§ Task goal: Using the records provided below, locate and copy each line that contains the word "painted".

§ Spatial localization data:
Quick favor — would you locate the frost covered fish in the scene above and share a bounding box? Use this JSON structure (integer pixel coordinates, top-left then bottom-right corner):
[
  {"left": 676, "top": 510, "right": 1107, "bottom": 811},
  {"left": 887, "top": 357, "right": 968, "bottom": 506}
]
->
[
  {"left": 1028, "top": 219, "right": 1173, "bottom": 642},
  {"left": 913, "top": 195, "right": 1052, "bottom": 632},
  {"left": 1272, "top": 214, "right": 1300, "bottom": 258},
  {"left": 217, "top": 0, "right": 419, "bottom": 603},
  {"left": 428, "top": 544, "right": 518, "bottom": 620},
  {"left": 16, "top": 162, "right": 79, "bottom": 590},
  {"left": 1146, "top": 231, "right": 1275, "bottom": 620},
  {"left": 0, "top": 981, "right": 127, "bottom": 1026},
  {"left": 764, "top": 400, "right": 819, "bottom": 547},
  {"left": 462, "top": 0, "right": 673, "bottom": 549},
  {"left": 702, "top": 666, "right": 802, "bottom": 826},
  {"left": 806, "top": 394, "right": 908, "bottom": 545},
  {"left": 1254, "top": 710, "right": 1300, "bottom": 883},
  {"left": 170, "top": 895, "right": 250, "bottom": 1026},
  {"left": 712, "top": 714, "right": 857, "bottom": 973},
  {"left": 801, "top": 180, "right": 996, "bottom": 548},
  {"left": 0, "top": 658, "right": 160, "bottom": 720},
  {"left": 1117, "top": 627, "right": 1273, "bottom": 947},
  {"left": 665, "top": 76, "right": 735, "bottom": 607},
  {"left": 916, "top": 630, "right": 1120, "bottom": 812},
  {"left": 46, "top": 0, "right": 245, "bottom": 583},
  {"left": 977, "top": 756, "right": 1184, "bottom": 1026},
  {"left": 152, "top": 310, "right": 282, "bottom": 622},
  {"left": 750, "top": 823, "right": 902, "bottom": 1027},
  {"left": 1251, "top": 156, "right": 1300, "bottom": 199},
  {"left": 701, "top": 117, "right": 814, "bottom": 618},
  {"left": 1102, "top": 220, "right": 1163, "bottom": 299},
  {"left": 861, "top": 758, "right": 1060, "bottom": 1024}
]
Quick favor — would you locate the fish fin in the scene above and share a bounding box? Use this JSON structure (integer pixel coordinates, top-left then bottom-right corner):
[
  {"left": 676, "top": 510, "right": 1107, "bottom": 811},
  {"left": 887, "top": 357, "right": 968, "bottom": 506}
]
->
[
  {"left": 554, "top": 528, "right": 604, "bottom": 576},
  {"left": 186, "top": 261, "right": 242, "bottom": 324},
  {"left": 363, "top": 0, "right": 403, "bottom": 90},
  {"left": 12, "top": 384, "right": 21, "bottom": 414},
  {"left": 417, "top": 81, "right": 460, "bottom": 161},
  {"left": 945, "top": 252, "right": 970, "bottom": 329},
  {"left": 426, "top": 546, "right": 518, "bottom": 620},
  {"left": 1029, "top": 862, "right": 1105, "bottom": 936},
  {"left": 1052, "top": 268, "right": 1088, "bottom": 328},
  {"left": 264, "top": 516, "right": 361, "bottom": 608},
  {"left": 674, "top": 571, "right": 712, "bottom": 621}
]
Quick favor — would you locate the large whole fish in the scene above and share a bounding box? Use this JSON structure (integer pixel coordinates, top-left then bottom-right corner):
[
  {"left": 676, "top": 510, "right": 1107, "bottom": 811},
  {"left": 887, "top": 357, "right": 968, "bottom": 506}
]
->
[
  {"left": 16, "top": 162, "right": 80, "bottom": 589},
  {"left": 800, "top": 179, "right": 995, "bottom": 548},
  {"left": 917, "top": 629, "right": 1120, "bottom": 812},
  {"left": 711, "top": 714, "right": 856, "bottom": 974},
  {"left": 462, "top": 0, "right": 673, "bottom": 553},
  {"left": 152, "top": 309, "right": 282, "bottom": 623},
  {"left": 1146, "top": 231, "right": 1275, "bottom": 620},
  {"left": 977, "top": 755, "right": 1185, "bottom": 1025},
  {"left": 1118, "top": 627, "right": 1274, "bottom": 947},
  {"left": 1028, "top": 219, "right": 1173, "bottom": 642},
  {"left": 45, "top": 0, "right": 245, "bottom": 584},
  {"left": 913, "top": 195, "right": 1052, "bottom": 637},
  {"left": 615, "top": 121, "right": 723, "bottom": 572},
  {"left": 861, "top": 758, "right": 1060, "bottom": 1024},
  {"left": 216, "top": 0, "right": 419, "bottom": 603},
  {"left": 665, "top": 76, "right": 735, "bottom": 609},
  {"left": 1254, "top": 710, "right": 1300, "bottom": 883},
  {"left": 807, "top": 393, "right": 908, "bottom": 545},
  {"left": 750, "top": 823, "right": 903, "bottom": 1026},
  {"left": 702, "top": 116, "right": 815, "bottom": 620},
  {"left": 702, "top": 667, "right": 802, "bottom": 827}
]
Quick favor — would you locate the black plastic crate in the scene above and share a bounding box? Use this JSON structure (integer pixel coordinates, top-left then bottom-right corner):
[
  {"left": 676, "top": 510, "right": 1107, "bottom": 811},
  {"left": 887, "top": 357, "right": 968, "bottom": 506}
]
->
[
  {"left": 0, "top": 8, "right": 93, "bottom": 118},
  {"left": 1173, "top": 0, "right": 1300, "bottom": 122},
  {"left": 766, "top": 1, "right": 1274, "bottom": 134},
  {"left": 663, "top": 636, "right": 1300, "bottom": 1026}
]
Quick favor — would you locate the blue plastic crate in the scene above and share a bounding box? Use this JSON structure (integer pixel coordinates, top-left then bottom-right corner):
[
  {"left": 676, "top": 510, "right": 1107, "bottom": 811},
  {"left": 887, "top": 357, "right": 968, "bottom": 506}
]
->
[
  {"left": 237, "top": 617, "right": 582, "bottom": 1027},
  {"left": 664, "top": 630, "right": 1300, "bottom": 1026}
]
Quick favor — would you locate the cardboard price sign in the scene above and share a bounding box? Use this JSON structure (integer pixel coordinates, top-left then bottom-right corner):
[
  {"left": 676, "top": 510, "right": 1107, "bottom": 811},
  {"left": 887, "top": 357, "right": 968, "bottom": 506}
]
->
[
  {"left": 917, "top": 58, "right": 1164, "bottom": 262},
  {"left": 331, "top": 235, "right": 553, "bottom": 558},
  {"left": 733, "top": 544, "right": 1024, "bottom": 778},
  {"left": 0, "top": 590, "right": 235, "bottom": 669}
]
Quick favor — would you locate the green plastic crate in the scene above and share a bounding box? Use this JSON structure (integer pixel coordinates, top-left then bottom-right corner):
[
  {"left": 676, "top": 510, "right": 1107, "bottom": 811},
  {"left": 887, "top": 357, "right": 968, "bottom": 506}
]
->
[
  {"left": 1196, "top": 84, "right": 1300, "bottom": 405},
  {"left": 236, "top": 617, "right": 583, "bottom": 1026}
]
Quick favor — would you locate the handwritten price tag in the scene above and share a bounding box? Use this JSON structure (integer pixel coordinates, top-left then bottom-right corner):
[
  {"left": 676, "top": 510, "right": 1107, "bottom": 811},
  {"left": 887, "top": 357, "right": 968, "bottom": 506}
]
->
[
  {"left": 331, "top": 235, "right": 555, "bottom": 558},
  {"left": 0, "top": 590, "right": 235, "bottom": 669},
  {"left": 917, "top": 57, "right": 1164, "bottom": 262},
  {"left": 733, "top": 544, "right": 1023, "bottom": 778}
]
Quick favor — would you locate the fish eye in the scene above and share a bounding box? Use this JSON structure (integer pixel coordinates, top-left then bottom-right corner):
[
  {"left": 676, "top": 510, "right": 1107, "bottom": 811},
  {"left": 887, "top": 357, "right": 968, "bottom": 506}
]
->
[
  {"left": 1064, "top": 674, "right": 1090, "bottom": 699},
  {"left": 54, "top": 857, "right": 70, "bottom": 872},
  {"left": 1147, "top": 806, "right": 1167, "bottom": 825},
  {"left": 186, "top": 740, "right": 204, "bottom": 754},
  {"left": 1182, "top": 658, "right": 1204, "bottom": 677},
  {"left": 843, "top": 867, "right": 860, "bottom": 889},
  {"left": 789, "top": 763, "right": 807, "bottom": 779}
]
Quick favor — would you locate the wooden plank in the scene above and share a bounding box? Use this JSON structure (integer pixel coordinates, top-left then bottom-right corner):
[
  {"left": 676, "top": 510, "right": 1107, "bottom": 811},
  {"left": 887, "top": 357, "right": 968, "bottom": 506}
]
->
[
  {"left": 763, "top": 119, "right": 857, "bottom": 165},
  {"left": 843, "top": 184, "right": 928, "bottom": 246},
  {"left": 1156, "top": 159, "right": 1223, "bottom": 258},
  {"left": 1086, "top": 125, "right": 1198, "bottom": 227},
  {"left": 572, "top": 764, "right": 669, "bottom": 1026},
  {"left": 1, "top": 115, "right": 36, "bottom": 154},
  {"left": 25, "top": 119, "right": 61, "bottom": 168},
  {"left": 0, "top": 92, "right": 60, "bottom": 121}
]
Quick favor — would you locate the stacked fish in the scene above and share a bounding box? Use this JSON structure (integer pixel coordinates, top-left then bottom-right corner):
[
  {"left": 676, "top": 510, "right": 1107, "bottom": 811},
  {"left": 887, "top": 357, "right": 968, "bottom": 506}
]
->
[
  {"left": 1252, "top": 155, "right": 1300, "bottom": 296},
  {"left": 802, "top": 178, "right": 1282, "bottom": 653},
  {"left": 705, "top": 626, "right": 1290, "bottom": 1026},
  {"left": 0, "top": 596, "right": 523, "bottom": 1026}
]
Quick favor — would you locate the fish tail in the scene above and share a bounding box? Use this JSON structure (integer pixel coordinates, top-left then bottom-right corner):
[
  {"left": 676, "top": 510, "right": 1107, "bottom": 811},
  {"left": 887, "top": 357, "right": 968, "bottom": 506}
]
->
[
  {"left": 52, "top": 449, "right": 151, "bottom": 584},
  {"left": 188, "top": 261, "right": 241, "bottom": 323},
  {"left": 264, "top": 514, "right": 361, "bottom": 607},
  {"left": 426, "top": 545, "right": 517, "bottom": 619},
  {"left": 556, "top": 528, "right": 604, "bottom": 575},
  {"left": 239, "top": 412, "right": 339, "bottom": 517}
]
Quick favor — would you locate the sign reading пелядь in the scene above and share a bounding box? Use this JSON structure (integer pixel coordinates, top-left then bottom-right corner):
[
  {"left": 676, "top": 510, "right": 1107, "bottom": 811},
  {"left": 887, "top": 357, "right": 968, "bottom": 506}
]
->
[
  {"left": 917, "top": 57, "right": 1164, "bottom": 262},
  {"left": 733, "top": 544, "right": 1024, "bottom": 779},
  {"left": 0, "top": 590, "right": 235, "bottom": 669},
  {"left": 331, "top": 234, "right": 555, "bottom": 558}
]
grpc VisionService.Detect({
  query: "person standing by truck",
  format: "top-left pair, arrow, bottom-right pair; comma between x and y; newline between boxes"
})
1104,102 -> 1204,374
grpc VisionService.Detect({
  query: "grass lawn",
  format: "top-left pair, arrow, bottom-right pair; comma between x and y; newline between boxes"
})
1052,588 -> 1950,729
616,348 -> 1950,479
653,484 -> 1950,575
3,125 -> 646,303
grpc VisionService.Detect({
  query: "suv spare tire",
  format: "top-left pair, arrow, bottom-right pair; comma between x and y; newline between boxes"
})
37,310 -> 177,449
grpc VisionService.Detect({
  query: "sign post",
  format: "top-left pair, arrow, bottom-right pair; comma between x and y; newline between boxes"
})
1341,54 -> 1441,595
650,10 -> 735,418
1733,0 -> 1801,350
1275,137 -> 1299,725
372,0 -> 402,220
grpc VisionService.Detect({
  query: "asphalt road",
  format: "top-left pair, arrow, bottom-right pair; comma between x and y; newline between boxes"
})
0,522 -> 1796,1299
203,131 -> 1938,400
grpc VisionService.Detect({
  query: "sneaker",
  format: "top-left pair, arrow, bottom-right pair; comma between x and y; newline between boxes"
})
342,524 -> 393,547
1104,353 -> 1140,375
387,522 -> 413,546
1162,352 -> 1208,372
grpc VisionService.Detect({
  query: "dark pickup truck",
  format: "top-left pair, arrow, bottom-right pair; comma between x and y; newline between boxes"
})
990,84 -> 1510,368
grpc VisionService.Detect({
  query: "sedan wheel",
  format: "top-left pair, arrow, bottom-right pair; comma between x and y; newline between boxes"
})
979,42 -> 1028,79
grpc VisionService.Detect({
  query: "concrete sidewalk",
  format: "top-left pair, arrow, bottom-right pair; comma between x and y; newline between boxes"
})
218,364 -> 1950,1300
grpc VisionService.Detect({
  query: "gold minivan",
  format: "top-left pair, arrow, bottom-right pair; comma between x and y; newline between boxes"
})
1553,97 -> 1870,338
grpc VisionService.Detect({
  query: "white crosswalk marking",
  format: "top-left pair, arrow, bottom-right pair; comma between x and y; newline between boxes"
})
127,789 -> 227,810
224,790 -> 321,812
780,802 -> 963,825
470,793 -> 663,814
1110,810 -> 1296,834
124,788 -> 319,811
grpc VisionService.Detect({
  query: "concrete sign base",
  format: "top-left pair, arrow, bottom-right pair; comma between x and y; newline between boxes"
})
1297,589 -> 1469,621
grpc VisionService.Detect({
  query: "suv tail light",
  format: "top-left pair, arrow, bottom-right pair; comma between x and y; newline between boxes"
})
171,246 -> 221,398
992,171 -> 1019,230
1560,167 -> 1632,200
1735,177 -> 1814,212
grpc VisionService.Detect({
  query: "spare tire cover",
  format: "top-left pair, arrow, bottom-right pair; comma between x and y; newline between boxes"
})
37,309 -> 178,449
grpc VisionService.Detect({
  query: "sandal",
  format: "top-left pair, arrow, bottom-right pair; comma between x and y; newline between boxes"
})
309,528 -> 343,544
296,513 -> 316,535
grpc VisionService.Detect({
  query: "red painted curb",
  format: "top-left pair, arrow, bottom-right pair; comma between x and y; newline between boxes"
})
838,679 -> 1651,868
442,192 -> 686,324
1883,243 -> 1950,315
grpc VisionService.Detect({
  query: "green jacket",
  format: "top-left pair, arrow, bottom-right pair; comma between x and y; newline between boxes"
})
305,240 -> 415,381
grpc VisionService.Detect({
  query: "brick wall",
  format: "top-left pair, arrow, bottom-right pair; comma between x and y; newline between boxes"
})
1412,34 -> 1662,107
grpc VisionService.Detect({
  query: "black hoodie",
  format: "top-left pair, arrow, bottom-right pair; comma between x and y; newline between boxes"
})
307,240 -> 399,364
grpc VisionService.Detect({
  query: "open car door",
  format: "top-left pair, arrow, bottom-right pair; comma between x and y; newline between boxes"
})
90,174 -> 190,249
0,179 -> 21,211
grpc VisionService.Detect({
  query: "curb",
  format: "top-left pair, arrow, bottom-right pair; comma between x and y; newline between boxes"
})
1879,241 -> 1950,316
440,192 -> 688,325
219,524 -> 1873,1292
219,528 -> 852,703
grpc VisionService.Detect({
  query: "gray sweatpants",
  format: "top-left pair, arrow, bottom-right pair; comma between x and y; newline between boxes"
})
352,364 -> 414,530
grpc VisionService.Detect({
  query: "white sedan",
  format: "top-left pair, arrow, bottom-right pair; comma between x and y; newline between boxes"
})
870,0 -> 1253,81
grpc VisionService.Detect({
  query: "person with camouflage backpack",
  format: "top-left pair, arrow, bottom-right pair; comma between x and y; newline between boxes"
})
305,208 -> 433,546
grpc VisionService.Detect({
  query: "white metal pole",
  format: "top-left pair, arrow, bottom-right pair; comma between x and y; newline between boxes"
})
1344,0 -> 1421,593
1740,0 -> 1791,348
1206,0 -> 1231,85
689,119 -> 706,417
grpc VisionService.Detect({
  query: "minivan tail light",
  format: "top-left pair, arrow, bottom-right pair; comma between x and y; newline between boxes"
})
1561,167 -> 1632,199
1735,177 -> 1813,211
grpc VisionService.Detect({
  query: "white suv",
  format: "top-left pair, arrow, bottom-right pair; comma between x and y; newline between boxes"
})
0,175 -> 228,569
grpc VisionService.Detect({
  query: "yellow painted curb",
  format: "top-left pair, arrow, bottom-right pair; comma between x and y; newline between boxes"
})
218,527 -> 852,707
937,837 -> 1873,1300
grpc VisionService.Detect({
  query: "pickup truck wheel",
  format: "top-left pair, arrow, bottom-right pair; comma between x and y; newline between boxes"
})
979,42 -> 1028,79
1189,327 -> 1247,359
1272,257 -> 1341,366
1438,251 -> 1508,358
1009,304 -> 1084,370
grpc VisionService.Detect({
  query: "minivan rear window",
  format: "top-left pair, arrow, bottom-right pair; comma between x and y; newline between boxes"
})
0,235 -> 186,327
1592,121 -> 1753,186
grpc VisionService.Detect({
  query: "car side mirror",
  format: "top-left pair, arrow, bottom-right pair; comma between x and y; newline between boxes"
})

§ Reply:
  query: "red painted curb",
  query: "yellow painted curb",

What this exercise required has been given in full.